RPR: And that was definitely something I struggled with. I hated taking those values tests or not tests, but you know, those, those activities that you would do and you would circle your values. And I was always frustrated because my values were always around achievement and respect and kind of some, some level of authority, right. There’s things that I didn’t, I knew about myself, but I didn’t want those to be the things that continued to guide me. So kind of started kind of doing well, these are what I think my goals are. These are what I’m aspiring to, how do I get there, right? How do I, what mindsets do I need to change? Or what ways that I communicate with people, or I relate to people need to change to be able to be this more aspirational person that, that I think I want to be as an adult, basically as a woman in a field.

Um, and that’s been really powerful that really does help me make decisions. And four of those values are the values of this, this podcast and of the burnout book, right? Purpose, compassion, connection, and balance. And those aren’t necessarily things that I was always good at, and I’m still learning and I’ll always be learning to take those things seriously, but I feel like I have a broader purpose now. I feel like I’m connecting to people better. There’s more self-compassion. I actually feel like as awful as the pandemic was, is, um, and we’re recording this in early October, there has been a lot of opportunity to really sit down and focus on connecting with people, right. Just doing these interviews has been amazing. And just, I feel like I’m connected to my colleagues in ways that I haven’t been, um, I’ve been taking coaching classes. So I met this whole other set of people who are wonderful in higher ed who care about similar things, right. So it’s, it’s been really gratifying and interesting to see all of those relationships develop. Um, and just the connection is just empowering, I think. And it’s just, I mean, not to be cheesy, but it’s kind of a beautiful thing.
****************************************
→ **Exercise instructions**
Please copy the interview passage between "RPR: And that" and "in a field.", inclusive, swapping "values" for "priorities" each time it appears.
****************************************
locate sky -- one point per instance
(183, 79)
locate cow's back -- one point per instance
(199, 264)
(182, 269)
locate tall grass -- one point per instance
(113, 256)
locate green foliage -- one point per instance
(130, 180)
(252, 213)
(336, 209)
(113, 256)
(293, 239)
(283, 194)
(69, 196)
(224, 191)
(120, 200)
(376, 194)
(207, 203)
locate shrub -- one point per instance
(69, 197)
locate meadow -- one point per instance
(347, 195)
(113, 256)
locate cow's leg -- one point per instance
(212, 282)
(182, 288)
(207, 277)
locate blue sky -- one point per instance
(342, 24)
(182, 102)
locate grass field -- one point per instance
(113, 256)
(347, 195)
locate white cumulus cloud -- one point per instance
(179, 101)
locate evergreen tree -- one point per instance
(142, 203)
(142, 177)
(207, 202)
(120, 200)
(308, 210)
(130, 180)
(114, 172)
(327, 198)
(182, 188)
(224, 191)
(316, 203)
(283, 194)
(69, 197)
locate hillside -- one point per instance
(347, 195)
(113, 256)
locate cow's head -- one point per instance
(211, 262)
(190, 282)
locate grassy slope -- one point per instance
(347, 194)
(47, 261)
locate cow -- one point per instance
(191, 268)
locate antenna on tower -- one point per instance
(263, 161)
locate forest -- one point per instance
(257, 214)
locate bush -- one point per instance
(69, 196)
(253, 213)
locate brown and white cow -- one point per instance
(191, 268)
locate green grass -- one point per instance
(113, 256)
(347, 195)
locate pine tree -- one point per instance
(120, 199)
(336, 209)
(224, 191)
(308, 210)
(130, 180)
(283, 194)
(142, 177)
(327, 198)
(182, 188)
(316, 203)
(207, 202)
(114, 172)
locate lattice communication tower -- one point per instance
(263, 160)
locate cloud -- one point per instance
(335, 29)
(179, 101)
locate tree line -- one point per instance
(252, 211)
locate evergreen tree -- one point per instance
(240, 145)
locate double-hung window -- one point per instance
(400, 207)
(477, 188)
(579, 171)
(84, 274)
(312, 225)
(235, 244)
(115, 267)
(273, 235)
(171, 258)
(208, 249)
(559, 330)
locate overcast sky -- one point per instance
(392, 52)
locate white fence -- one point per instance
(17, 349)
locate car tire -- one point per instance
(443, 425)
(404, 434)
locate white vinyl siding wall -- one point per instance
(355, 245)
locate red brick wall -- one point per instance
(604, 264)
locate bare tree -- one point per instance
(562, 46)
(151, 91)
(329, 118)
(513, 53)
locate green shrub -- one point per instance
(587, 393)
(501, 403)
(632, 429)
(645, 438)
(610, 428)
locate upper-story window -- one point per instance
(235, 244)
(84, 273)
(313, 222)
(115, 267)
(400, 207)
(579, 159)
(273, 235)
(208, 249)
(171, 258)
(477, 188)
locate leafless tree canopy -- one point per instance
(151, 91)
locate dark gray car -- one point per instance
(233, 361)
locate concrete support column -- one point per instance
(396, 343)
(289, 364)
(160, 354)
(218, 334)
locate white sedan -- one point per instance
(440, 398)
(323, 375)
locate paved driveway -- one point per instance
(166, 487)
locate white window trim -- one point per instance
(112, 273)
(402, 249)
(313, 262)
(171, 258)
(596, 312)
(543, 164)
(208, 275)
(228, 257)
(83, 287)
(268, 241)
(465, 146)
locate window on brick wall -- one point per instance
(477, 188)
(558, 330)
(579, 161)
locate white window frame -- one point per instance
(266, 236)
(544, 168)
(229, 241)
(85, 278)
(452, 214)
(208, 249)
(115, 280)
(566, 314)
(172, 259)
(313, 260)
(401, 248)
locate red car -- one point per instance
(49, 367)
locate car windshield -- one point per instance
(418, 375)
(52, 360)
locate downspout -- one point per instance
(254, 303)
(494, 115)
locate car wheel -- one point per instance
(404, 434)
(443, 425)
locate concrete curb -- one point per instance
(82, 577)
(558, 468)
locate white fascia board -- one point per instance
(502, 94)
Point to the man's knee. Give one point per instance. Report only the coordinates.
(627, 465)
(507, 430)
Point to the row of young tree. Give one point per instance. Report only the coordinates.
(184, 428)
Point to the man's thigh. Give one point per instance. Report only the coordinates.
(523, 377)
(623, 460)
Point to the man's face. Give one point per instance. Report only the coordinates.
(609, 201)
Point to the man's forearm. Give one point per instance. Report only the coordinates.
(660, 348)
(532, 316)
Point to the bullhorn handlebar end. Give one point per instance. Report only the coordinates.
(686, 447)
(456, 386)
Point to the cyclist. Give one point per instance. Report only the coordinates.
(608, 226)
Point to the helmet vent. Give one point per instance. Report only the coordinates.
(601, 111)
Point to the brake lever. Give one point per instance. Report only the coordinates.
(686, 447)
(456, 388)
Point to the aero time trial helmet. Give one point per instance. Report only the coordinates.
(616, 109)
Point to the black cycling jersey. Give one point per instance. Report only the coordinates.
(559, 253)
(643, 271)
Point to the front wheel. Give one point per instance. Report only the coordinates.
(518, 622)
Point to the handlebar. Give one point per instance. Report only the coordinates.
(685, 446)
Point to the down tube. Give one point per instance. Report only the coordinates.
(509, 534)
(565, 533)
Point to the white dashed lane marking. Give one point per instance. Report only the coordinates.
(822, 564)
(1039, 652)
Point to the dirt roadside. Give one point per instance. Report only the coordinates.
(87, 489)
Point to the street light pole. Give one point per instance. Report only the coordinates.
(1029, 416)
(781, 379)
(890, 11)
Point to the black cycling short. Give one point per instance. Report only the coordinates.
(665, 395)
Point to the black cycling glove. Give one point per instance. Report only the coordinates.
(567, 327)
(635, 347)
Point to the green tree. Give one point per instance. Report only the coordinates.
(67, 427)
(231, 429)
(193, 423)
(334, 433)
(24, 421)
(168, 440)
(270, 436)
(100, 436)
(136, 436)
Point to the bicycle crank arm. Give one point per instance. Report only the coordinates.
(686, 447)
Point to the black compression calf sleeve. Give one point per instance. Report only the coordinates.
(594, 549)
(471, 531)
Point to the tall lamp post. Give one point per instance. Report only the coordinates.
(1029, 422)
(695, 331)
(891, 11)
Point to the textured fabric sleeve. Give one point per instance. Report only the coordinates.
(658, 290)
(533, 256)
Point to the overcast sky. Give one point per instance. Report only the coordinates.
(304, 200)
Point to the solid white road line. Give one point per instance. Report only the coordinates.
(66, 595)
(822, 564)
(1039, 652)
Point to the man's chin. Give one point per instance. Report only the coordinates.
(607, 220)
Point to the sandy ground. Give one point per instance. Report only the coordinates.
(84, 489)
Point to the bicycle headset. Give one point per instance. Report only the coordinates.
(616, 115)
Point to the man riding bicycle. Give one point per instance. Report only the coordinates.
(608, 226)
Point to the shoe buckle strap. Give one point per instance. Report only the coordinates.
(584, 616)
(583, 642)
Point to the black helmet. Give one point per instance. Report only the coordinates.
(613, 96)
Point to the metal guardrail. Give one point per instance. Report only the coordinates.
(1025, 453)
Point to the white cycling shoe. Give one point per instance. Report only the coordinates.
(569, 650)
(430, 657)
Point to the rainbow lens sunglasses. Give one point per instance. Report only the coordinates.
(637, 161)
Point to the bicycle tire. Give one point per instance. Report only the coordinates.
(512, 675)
****************************************
→ **Task solution**
RPR: And that was definitely something I struggled with. I hated taking those priorities tests or not tests, but you know, those, those activities that you would do and you would circle your priorities. And I was always frustrated because my priorities were always around achievement and respect and kind of some, some level of authority, right. There’s things that I didn’t, I knew about myself, but I didn’t want those to be the things that continued to guide me. So kind of started kind of doing well, these are what I think my goals are. These are what I’m aspiring to, how do I get there, right? How do I, what mindsets do I need to change? Or what ways that I communicate with people, or I relate to people need to change to be able to be this more aspirational person that, that I think I want to be as an adult, basically as a woman in a field.